Arrange every line of the material below as a JSON list of strings, one string per line. Skip blank lines and leave out the pictures.

----------

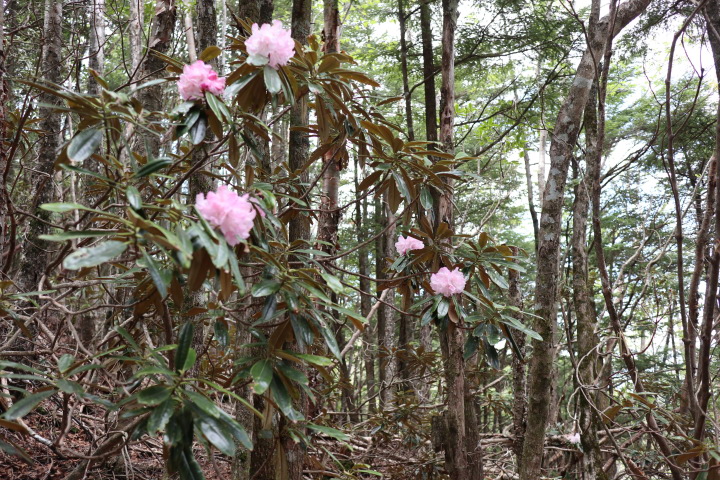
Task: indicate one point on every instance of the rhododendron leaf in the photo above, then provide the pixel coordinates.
(257, 60)
(329, 431)
(184, 340)
(221, 332)
(152, 167)
(333, 282)
(160, 416)
(134, 198)
(65, 362)
(515, 323)
(314, 359)
(471, 345)
(198, 130)
(93, 256)
(154, 395)
(72, 234)
(330, 340)
(215, 433)
(84, 144)
(155, 274)
(283, 400)
(262, 373)
(210, 53)
(273, 82)
(218, 107)
(24, 406)
(303, 334)
(443, 308)
(265, 287)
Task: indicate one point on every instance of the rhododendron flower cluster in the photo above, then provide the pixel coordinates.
(271, 41)
(225, 210)
(447, 282)
(573, 438)
(197, 78)
(404, 245)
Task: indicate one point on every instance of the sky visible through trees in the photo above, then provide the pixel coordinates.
(341, 239)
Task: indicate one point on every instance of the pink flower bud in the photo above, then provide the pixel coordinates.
(447, 282)
(271, 41)
(404, 245)
(225, 210)
(197, 78)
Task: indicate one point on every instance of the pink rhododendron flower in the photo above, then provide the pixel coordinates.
(271, 41)
(573, 438)
(447, 282)
(227, 211)
(404, 245)
(197, 78)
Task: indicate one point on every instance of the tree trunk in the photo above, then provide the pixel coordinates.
(299, 225)
(402, 19)
(563, 140)
(463, 456)
(329, 216)
(587, 339)
(163, 26)
(136, 29)
(97, 41)
(35, 252)
(519, 405)
(258, 11)
(428, 71)
(704, 377)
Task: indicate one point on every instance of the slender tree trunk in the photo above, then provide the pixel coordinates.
(258, 11)
(4, 124)
(462, 456)
(428, 71)
(531, 197)
(563, 140)
(163, 26)
(329, 217)
(97, 41)
(35, 255)
(430, 135)
(136, 31)
(704, 377)
(365, 298)
(587, 339)
(519, 405)
(402, 19)
(299, 225)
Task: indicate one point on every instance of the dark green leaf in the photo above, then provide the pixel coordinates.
(265, 287)
(331, 432)
(215, 433)
(154, 395)
(24, 406)
(198, 130)
(152, 167)
(262, 373)
(84, 144)
(155, 274)
(65, 362)
(93, 256)
(68, 386)
(134, 198)
(273, 82)
(184, 340)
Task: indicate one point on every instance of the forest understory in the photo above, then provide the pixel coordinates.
(342, 239)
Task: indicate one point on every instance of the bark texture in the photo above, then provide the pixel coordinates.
(562, 144)
(35, 253)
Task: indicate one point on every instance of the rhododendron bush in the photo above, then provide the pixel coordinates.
(215, 296)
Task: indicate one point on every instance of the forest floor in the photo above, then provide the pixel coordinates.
(142, 461)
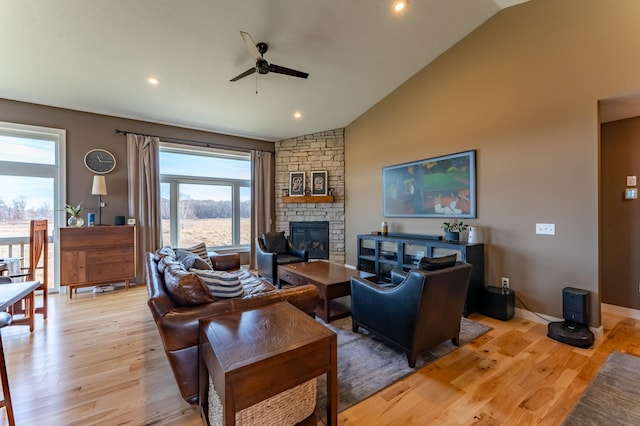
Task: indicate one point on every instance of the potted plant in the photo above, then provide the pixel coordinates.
(74, 211)
(453, 228)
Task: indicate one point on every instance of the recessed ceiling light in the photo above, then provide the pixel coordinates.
(400, 6)
(154, 81)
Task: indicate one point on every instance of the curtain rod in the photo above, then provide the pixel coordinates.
(189, 141)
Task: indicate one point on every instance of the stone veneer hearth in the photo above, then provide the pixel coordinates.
(318, 151)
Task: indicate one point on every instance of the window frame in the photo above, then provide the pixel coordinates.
(236, 184)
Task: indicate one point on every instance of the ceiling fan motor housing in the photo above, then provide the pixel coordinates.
(262, 66)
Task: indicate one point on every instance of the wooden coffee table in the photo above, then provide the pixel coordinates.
(255, 354)
(333, 281)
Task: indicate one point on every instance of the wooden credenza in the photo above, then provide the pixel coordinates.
(95, 255)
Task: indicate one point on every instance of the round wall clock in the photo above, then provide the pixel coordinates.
(100, 161)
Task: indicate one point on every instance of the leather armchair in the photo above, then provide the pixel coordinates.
(423, 310)
(274, 249)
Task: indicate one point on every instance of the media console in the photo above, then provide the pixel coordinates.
(379, 254)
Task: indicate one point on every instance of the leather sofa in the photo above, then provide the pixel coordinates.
(178, 325)
(419, 310)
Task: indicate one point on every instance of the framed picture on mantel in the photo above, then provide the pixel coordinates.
(319, 183)
(296, 184)
(439, 187)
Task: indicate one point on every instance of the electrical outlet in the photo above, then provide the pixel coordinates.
(546, 228)
(505, 283)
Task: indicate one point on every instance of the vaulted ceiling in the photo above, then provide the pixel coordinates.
(95, 56)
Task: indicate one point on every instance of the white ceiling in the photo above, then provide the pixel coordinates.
(94, 56)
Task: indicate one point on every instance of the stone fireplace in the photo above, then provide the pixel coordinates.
(323, 151)
(311, 236)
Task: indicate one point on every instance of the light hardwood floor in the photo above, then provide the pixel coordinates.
(98, 359)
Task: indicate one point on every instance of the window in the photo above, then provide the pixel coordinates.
(32, 181)
(205, 196)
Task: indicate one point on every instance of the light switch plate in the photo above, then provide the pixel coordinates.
(630, 194)
(546, 228)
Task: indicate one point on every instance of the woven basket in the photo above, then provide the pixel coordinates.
(286, 408)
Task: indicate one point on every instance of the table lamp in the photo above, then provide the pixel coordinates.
(99, 188)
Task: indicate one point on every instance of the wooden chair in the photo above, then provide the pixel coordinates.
(38, 248)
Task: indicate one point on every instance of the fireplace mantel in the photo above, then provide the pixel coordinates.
(309, 199)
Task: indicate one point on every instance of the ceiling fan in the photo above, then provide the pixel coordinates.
(262, 66)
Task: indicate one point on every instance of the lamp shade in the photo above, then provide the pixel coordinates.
(99, 186)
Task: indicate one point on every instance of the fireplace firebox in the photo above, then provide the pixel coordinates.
(311, 236)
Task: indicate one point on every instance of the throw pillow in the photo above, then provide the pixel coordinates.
(221, 284)
(191, 260)
(184, 287)
(201, 250)
(162, 252)
(435, 263)
(275, 242)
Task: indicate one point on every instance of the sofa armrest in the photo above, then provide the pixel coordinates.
(179, 327)
(225, 262)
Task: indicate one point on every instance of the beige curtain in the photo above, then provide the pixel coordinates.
(262, 197)
(144, 195)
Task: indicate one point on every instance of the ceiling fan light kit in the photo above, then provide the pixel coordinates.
(262, 66)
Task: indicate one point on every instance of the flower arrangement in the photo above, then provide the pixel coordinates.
(454, 225)
(74, 211)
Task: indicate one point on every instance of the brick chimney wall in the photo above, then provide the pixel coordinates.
(316, 152)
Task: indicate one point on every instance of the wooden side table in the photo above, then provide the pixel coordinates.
(255, 354)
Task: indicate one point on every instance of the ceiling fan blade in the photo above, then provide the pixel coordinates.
(287, 71)
(244, 74)
(251, 45)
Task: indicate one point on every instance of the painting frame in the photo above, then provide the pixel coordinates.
(296, 184)
(319, 182)
(447, 187)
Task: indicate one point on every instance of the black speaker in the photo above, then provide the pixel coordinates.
(497, 303)
(575, 305)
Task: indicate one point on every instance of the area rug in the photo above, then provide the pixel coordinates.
(367, 364)
(613, 397)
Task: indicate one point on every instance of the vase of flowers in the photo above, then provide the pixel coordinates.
(453, 228)
(74, 211)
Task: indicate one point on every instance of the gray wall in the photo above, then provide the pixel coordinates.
(522, 90)
(87, 131)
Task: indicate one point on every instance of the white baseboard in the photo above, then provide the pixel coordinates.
(620, 310)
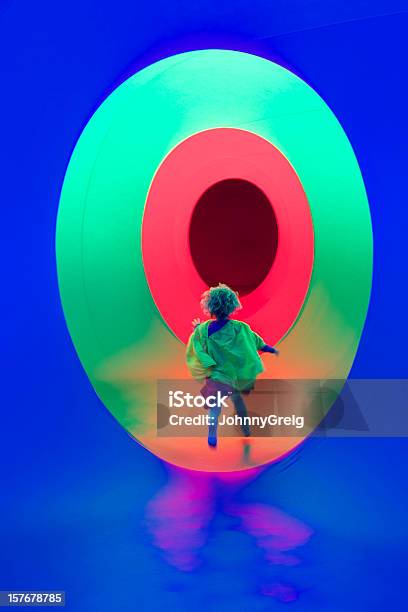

----------

▸ SOLUTION TO THE EXERCISE:
[
  "Task: indicate one point on every instance of the rhododendron leaf in the photo above, then provide the pixel coordinates.",
  "(257, 60)",
  "(329, 431)",
  "(184, 340)",
  "(221, 332)",
  "(152, 167)",
  "(333, 282)",
  "(160, 416)",
  "(134, 198)",
  "(65, 362)",
  "(515, 323)",
  "(314, 359)",
  "(471, 345)",
  "(198, 130)",
  "(93, 256)",
  "(154, 395)",
  "(72, 234)",
  "(330, 340)",
  "(215, 433)",
  "(84, 144)",
  "(155, 274)",
  "(283, 400)",
  "(262, 373)",
  "(210, 53)",
  "(273, 82)",
  "(218, 107)",
  "(24, 406)",
  "(303, 334)",
  "(443, 308)",
  "(265, 287)",
  "Task: indicate one point on every instance of the rhododendron flower cluster in the photo above, then provide the pixel coordinates.",
  "(271, 41)",
  "(225, 210)",
  "(447, 282)",
  "(573, 438)",
  "(197, 78)",
  "(404, 245)",
  "Task: indicate one point on every instance of the sky visible through trees in the photo above, then provide the pixel coordinates.",
  "(341, 239)",
  "Task: indicate one point on every instance of the pink flower bud in the photo above, then provide the pixel coordinates.",
  "(447, 282)",
  "(271, 41)",
  "(404, 245)",
  "(225, 210)",
  "(197, 78)",
  "Task: indicate one point on every instance of the pink rhododendron flower in the photo above, then provide the pixel coordinates.",
  "(271, 41)",
  "(573, 438)",
  "(447, 282)",
  "(227, 211)",
  "(404, 245)",
  "(197, 78)",
  "Task: indicate one point on every instance of the tree trunk in the photo above, then provide the pixel coordinates.",
  "(299, 225)",
  "(402, 19)",
  "(563, 140)",
  "(463, 456)",
  "(329, 216)",
  "(587, 339)",
  "(163, 26)",
  "(136, 29)",
  "(97, 41)",
  "(35, 252)",
  "(519, 405)",
  "(258, 11)",
  "(428, 71)",
  "(704, 377)",
  "Task: indicate one point on every instance of the slender tree trunk in the photo above, then provide the pixel coordinates.",
  "(258, 11)",
  "(4, 124)",
  "(462, 456)",
  "(428, 71)",
  "(531, 197)",
  "(563, 140)",
  "(163, 26)",
  "(329, 217)",
  "(97, 41)",
  "(35, 255)",
  "(430, 135)",
  "(136, 31)",
  "(704, 377)",
  "(365, 298)",
  "(587, 339)",
  "(519, 405)",
  "(402, 19)",
  "(299, 225)",
  "Task: indicate one point on every instance of the dark green leaf in the photo above, then provide the pixel coordinates.",
  "(265, 287)",
  "(331, 432)",
  "(215, 433)",
  "(154, 395)",
  "(24, 406)",
  "(198, 130)",
  "(152, 167)",
  "(262, 373)",
  "(84, 144)",
  "(155, 274)",
  "(65, 362)",
  "(93, 256)",
  "(68, 386)",
  "(134, 198)",
  "(273, 82)",
  "(184, 340)",
  "Task: indicate one point on every instance of the forest understory in the photo above, then provide the pixel coordinates.",
  "(342, 239)",
  "Task: indicate one point on every instance of the bark texture in the photo above, then provide the pixel coordinates.",
  "(562, 144)",
  "(35, 253)",
  "Task: indicate one point on every instance of the rhododendron bush in the photo above, then provide the pixel coordinates.",
  "(215, 296)",
  "Task: indicate one point on every instance of the forest floor in the photo above, then provide the pixel coordinates.",
  "(142, 461)",
  "Task: indicate one point on every instance of the potted plant in the photo above, then provide the pixel coordinates.",
  "(74, 211)",
  "(453, 228)",
  "Task: indicate one point on every instance of the recessed ceiling light in the photo above, then provide the pixel coordinates.",
  "(400, 6)",
  "(154, 81)",
  "Task: indicate one point on every instance of the curtain rod in the photo above, then provide the pixel coordinates.",
  "(189, 141)",
  "Task: indicate one point on every instance of the stone veneer hearth in the photo above, then provide the pixel coordinates.",
  "(318, 151)",
  "Task: indicate one point on every instance of the window frame in the photo above, then provide the pixel coordinates.",
  "(236, 184)",
  "Task: indicate one point on every instance of the ceiling fan motor housing in the photo above, then provide the pixel coordinates.",
  "(262, 66)",
  "Task: indicate one point on every instance of the wooden coffee table in the photo above, then provide the pixel coordinates.",
  "(255, 354)",
  "(333, 281)",
  "Task: indicate one point on every instance of the wooden credenza in the photo above, then provide the pixel coordinates.",
  "(95, 255)",
  "Task: indicate one point on every instance of the round wall clock in the photo above, then provide the pixel coordinates.",
  "(100, 161)",
  "Task: indicate one point on every instance of the leather armchair in the photo above, then provide the pixel coordinates.",
  "(423, 310)",
  "(274, 249)",
  "Task: indicate one point on every instance of the media console in the photo above, then provide the pixel coordinates.",
  "(379, 254)",
  "Task: indicate one point on every instance of the leather sofa in the photo above, then provide the pixel coordinates.",
  "(178, 325)",
  "(419, 310)",
  "Task: indicate one point on every instance of the framed picture on mantel in the photo above, then provide the pixel coordinates.",
  "(319, 183)",
  "(296, 184)",
  "(439, 187)",
  "Task: indicate one point on every instance of the electrical outlet in the photo above, then provide the pixel coordinates.",
  "(546, 228)",
  "(505, 283)",
  "Task: indicate one point on every instance of the vaulted ceiling in the photo above, then provide the pixel coordinates.",
  "(95, 56)",
  "Task: indicate one point on every instance of the white ceiling in the photo above, then provide the pixel coordinates.",
  "(94, 56)",
  "Task: indicate one point on every instance of the stone fireplace in the photo above, then provide the pixel coordinates.",
  "(323, 151)",
  "(311, 236)",
  "Task: indicate one point on every instance of the light hardwood floor in the photo above, then provide the pixel coordinates.",
  "(98, 359)",
  "Task: indicate one point on every instance of the window in the photo above, then provide the pixel coordinates.",
  "(32, 181)",
  "(205, 196)",
  "Task: indicate one point on every instance of the light switch plate in the photo above, then provide the pixel coordinates.",
  "(630, 194)",
  "(546, 228)",
  "Task: indicate one point on every instance of the woven basket in the photo above, then provide the pixel coordinates.",
  "(286, 408)",
  "Task: indicate one point on every instance of the table lamp in the photo above, then provide the pixel coordinates.",
  "(99, 188)",
  "Task: indicate one point on every instance of the wooden chair in the photo above, then provide the pixel coordinates.",
  "(38, 248)",
  "Task: indicate one point on every instance of the fireplace mantel in the photo above, then provide the pixel coordinates.",
  "(309, 199)",
  "Task: indicate one point on every instance of the ceiling fan in the photo above, then provide the pixel coordinates.",
  "(262, 66)",
  "Task: indicate one point on every instance of the lamp shade in the photo above, then provide the pixel coordinates.",
  "(99, 186)",
  "Task: indicate one point on every instance of the fireplace firebox in the photo above, then provide the pixel coordinates.",
  "(311, 236)",
  "Task: indicate one point on every instance of the throw pillow in the photo above, then provide the pixel coordinates.",
  "(221, 284)",
  "(191, 260)",
  "(184, 287)",
  "(201, 250)",
  "(162, 252)",
  "(435, 263)",
  "(275, 242)",
  "Task: indicate one point on every instance of the sofa armrest in the photo above, then provide the pixel coordinates.",
  "(179, 327)",
  "(225, 262)",
  "Task: indicate one point on every instance of the beige curtain in the photo above, then provide the pixel coordinates.",
  "(262, 197)",
  "(144, 195)",
  "Task: indicate one point on every instance of the ceiling fan light kit in the photo above, then provide the pixel coordinates.",
  "(262, 66)",
  "Task: indicate one point on every instance of the flower arrangement in the photo above, then provide the pixel coordinates.",
  "(454, 225)",
  "(74, 211)",
  "Task: indicate one point on every instance of the brick chimney wall in the photo above, then provide the pixel coordinates.",
  "(316, 152)",
  "Task: indicate one point on every instance of the wooden side table in the photo above, then provide the pixel coordinates.",
  "(255, 354)",
  "Task: indicate one point on every instance of the ceiling fan blade in the photo above, then provide the pixel coordinates.",
  "(287, 71)",
  "(244, 74)",
  "(251, 45)",
  "Task: indicate one point on every instance of the painting frame in the photo above, then provide the pixel coordinates.",
  "(296, 184)",
  "(319, 182)",
  "(447, 187)",
  "Task: indicate one point on every instance of the black speaker in the photo above, then provide the pixel coordinates.",
  "(497, 303)",
  "(575, 305)",
  "Task: indicate one point on every instance of the area rug in the photo above, then provide the pixel coordinates.",
  "(367, 364)",
  "(613, 397)",
  "Task: indicate one point on every instance of the vase of flowers in the photo above, then provide the pixel coordinates.",
  "(453, 228)",
  "(74, 211)",
  "Task: indicate one point on every instance of the gray wall in the photo above, then provide the pixel coordinates.",
  "(522, 90)",
  "(87, 131)",
  "Task: indicate one point on every instance of the white baseboard in the photo above, then provide the pixel coordinates.",
  "(620, 310)"
]